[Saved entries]
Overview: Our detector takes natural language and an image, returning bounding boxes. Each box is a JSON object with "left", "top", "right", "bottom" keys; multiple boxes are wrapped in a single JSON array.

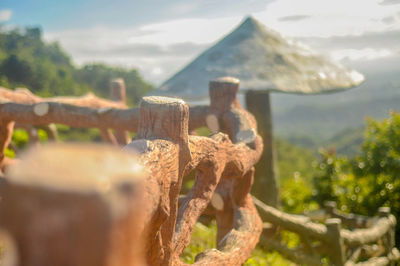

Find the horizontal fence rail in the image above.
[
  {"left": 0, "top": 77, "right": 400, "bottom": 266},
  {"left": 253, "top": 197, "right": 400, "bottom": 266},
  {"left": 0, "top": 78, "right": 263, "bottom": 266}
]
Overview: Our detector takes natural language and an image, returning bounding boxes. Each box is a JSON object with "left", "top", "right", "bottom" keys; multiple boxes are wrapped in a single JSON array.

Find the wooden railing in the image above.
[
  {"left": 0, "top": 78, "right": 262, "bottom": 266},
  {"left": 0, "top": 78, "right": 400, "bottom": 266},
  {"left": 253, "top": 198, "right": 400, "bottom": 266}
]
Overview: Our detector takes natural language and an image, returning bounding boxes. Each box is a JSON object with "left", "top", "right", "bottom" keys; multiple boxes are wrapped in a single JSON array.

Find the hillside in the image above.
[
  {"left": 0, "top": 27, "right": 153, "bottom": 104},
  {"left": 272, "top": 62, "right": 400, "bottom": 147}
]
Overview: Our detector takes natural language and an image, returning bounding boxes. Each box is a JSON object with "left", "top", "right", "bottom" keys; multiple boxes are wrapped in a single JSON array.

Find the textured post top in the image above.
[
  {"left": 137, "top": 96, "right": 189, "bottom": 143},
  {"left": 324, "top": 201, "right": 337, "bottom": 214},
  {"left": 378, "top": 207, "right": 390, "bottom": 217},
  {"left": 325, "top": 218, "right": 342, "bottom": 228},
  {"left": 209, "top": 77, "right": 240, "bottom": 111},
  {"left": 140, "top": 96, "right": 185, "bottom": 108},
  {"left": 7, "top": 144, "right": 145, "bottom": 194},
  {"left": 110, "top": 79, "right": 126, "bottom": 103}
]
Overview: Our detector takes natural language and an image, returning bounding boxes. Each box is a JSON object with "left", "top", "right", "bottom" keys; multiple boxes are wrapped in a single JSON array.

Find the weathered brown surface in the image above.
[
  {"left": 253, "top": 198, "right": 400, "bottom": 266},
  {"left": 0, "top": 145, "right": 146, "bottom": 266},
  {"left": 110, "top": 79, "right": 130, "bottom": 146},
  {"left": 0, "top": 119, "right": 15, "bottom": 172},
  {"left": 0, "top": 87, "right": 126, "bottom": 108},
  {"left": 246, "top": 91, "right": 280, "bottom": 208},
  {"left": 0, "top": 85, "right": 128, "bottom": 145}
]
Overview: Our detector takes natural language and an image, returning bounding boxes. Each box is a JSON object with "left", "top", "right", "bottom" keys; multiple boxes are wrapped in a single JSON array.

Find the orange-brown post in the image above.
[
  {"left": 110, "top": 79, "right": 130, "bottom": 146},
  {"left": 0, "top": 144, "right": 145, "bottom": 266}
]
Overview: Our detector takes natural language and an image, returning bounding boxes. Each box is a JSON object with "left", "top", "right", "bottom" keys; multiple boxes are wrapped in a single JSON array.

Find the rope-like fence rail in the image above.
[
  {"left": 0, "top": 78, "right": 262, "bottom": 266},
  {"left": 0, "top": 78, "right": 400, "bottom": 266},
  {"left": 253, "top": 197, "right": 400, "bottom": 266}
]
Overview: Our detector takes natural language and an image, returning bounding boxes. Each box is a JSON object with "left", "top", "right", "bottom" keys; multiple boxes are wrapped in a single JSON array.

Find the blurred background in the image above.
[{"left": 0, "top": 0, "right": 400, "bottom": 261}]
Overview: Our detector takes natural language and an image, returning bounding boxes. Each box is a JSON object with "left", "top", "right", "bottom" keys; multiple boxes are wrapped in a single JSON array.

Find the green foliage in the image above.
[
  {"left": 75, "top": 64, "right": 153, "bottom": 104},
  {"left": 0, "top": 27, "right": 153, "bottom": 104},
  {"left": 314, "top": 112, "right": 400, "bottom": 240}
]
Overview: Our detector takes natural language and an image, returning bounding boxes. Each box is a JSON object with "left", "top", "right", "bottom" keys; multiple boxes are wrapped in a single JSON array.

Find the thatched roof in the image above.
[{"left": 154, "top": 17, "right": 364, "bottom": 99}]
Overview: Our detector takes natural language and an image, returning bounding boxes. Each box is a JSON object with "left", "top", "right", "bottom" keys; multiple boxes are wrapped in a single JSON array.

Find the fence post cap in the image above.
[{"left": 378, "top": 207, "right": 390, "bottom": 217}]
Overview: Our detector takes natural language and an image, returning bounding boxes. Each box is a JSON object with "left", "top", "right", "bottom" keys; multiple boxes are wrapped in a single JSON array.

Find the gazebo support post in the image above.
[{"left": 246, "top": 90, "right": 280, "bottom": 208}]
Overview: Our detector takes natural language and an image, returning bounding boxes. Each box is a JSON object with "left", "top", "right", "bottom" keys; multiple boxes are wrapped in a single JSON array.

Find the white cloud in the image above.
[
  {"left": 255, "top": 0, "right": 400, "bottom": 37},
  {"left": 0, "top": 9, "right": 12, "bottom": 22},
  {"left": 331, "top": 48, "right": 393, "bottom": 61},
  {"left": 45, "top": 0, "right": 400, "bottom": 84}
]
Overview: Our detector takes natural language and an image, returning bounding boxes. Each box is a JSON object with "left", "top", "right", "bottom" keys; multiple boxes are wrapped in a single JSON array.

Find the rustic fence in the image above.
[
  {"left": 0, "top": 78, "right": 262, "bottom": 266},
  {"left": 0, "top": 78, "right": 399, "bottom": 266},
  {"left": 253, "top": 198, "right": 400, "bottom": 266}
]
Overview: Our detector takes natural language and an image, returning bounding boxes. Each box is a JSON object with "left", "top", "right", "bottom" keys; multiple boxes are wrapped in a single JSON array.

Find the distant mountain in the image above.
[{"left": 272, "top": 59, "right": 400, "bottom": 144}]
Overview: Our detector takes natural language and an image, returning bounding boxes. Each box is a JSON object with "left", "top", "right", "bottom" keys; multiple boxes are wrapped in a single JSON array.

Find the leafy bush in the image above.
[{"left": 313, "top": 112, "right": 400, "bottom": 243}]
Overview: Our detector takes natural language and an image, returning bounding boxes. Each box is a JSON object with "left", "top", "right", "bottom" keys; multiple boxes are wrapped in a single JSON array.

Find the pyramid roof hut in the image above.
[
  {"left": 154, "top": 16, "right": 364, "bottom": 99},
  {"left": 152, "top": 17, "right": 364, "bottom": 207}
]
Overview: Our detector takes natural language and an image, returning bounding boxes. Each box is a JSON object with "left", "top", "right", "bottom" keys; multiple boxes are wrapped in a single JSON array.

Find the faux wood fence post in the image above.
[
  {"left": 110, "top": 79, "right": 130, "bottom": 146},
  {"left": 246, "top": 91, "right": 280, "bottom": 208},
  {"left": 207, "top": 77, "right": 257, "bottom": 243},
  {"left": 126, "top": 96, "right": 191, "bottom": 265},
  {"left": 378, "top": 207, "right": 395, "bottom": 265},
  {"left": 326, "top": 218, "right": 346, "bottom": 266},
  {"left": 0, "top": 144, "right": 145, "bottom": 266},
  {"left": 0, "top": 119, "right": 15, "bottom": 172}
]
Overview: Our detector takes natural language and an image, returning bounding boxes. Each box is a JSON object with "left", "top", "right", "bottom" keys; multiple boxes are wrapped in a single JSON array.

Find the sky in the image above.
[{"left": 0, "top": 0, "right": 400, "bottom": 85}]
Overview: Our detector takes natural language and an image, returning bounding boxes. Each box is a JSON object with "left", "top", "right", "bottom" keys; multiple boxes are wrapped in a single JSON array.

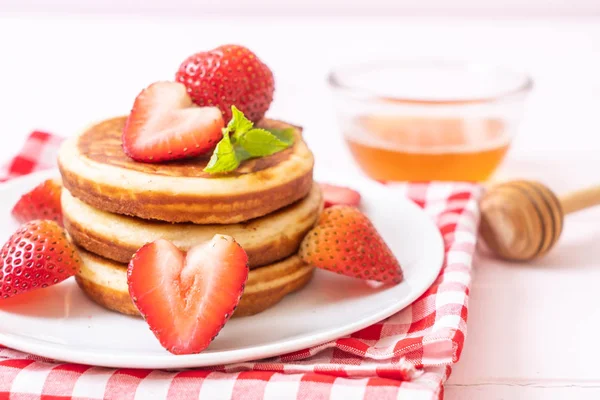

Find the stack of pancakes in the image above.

_Short problem_
Print out the whole of the material word for word, without pictures.

_Full output_
Overview: Our detector takes natural language and an image, returning bounding boxes. Each box is a JSON object with "left", "top", "right", "bottom" keys; multiple boxes are wrapped in a single JSON array.


Find the horizontal fence rail in the image above.
[
  {"left": 0, "top": 77, "right": 400, "bottom": 266},
  {"left": 253, "top": 197, "right": 400, "bottom": 266},
  {"left": 0, "top": 78, "right": 263, "bottom": 266}
]
Overview: Our detector takes natural language and an image, returning bounding boxes. Each box is a JSON object with "left", "top", "right", "bottom" keys; multiple boxes are wrapped in a single JSON array.

Find the wooden railing in the image above.
[
  {"left": 0, "top": 78, "right": 262, "bottom": 266},
  {"left": 0, "top": 78, "right": 400, "bottom": 266},
  {"left": 253, "top": 198, "right": 400, "bottom": 266}
]
Overview: Our detector takes natural language and an image, returning bounding boxes. Each box is a JSON object with "left", "top", "right", "bottom" keys; multiple boxes are wrapped in a single JSON array.

Find the hillside in the image above.
[
  {"left": 0, "top": 27, "right": 153, "bottom": 104},
  {"left": 272, "top": 62, "right": 400, "bottom": 147}
]
Overview: Our detector takes natural language and an image, returning bounding boxes. Each box is a JSON object with "left", "top", "right", "bottom" keys; multiple boxes are wrapped in a single JSON array.

Find the textured post top in the image above.
[
  {"left": 137, "top": 96, "right": 189, "bottom": 143},
  {"left": 324, "top": 201, "right": 337, "bottom": 214},
  {"left": 378, "top": 207, "right": 390, "bottom": 217},
  {"left": 325, "top": 218, "right": 342, "bottom": 228},
  {"left": 209, "top": 77, "right": 240, "bottom": 111},
  {"left": 140, "top": 96, "right": 185, "bottom": 108},
  {"left": 7, "top": 144, "right": 145, "bottom": 194},
  {"left": 110, "top": 79, "right": 126, "bottom": 103}
]
Overview: Our detector takes natural language and an image, returning bounding boxes. Each box is a JSON object with "left", "top", "right", "bottom" keys; multiple boxes are wrapped in a single JSON array.

Find the weathered brown surface in the image above.
[
  {"left": 253, "top": 198, "right": 400, "bottom": 266},
  {"left": 0, "top": 145, "right": 146, "bottom": 266},
  {"left": 110, "top": 79, "right": 130, "bottom": 146},
  {"left": 0, "top": 119, "right": 15, "bottom": 172},
  {"left": 0, "top": 87, "right": 126, "bottom": 108},
  {"left": 246, "top": 91, "right": 280, "bottom": 208},
  {"left": 0, "top": 85, "right": 128, "bottom": 145}
]
Overview: Our detector takes natural language and an image, returning bounding boxes. Each box is a JSON object with "left", "top", "right", "bottom" keys; multiple boxes are wrapped in a single JSON array.

Find the orange-brown post in the image above.
[
  {"left": 110, "top": 79, "right": 130, "bottom": 146},
  {"left": 0, "top": 144, "right": 145, "bottom": 266}
]
Overview: Our detector takes natural language and an image, returning bounding boxes. Each box is a JSON object with "left", "top", "right", "bottom" keys; multiple boxes are wrapped in a single JSON array.

Find the rope-like fence rail in the image above.
[
  {"left": 0, "top": 78, "right": 262, "bottom": 266},
  {"left": 0, "top": 78, "right": 400, "bottom": 266},
  {"left": 253, "top": 197, "right": 400, "bottom": 266}
]
Overview: Our detector takes natural language and an image, returning bounding boxes. Each box is a JSON object with "left", "top", "right", "bottom" keys; multiple boxes are wrapped in a single JSON array.

Find the blurred background in the image above.
[{"left": 0, "top": 0, "right": 400, "bottom": 261}]
Overview: Our detector takes natural language and an image, returning bounding boxes. Each box is a JSON object with "left", "top", "right", "bottom" keys; multiple boxes are wrapped in a single JSON array.

Find the green foliage in the image above.
[
  {"left": 75, "top": 64, "right": 153, "bottom": 104},
  {"left": 0, "top": 27, "right": 153, "bottom": 104},
  {"left": 314, "top": 112, "right": 400, "bottom": 240}
]
Overview: Our detector takes natural language and an image, returning bounding boxes. Each box is a JSON object with "left", "top", "right", "bottom" keys; multiple boxes are wrapped in a single JSON array.

Find the thatched roof in the image above.
[{"left": 154, "top": 17, "right": 364, "bottom": 99}]
Overview: Our detector takes natural language and an image, returning bounding boxes. Each box is a JSON object with "left", "top", "right", "bottom" keys; multiple boxes are wrapped in a single JSON array.

Find the fence post cap in the image above.
[{"left": 378, "top": 207, "right": 390, "bottom": 217}]
Overview: Our detector takes natural language and an image, returning bounding boxes. Each box is a JSON object with "left", "top", "right", "bottom" keys; multiple boxes are wrapped in a single JSON array.

Find the gazebo support post in the image above.
[{"left": 246, "top": 90, "right": 280, "bottom": 208}]
Overview: Our detector takes natural language and an image, returning bounding boxes. Each box is a JSON object with "left", "top", "right", "bottom" keys; multiple boxes are wrapped in a single JSON array.

Find the white cloud in the image above.
[
  {"left": 255, "top": 0, "right": 400, "bottom": 37},
  {"left": 0, "top": 9, "right": 12, "bottom": 22},
  {"left": 331, "top": 48, "right": 393, "bottom": 61},
  {"left": 45, "top": 0, "right": 400, "bottom": 84}
]
Overview: Our detector takes natural language and an image, returning bounding boxes. Each box is a JSON object with "left", "top", "right", "bottom" keys; multiple boxes are wrapped in a single JSON array.

Find the rustic fence in the image above.
[
  {"left": 0, "top": 78, "right": 262, "bottom": 266},
  {"left": 0, "top": 78, "right": 399, "bottom": 266},
  {"left": 253, "top": 198, "right": 400, "bottom": 266}
]
Overview: Our detector takes natural language and an image, returning bounding boxes. Each box is a JSON object with "left", "top", "right", "bottom" keys; multiple boxes are wrapped in a single JSON array.

Find the distant mountain in the image above.
[{"left": 272, "top": 59, "right": 400, "bottom": 144}]
Overview: Our detector takes natural language and an image, returning bounding boxes. Each box is a JSON object with "left", "top", "right", "bottom" keys; multiple boxes are wrapped in a single JSON array.

Find the leafy bush in the image above.
[{"left": 313, "top": 112, "right": 400, "bottom": 243}]
Overview: Our detector takes natural language and an image, returning bounding boxes. Each box is a JSON object with "left", "top", "right", "bottom" keys; multiple boxes are wrapped in a single JSON array.

Find the pyramid roof hut in the image above.
[
  {"left": 154, "top": 16, "right": 364, "bottom": 99},
  {"left": 152, "top": 17, "right": 364, "bottom": 207}
]
Overview: Our detector takes natural language and an image, returning bounding boxes. Each box is a JSON object with "left", "top", "right", "bottom" keys; multiple boxes are wrapped in a single JSON array.

Find the faux wood fence post in the image above.
[
  {"left": 110, "top": 79, "right": 130, "bottom": 146},
  {"left": 246, "top": 91, "right": 280, "bottom": 208},
  {"left": 207, "top": 77, "right": 257, "bottom": 243},
  {"left": 126, "top": 96, "right": 191, "bottom": 265},
  {"left": 378, "top": 207, "right": 395, "bottom": 265},
  {"left": 326, "top": 218, "right": 346, "bottom": 266},
  {"left": 0, "top": 144, "right": 145, "bottom": 266},
  {"left": 0, "top": 119, "right": 15, "bottom": 172}
]
Overview: Our detector takes natural language and an image, returning bounding boxes. Each box is a JSON object with "left", "top", "right", "bottom" keys; multiple boxes are wrapped in a single JSON array.

Find the sky in the image above.
[{"left": 0, "top": 0, "right": 400, "bottom": 85}]
Overview: Our detector takes natural language and an image, returning bounding boxes. Each box is a JSON object with "left", "top", "right", "bottom" keys; multiple boxes are wrapped in a single JSON array.


Find the stack of pancakes in the image above.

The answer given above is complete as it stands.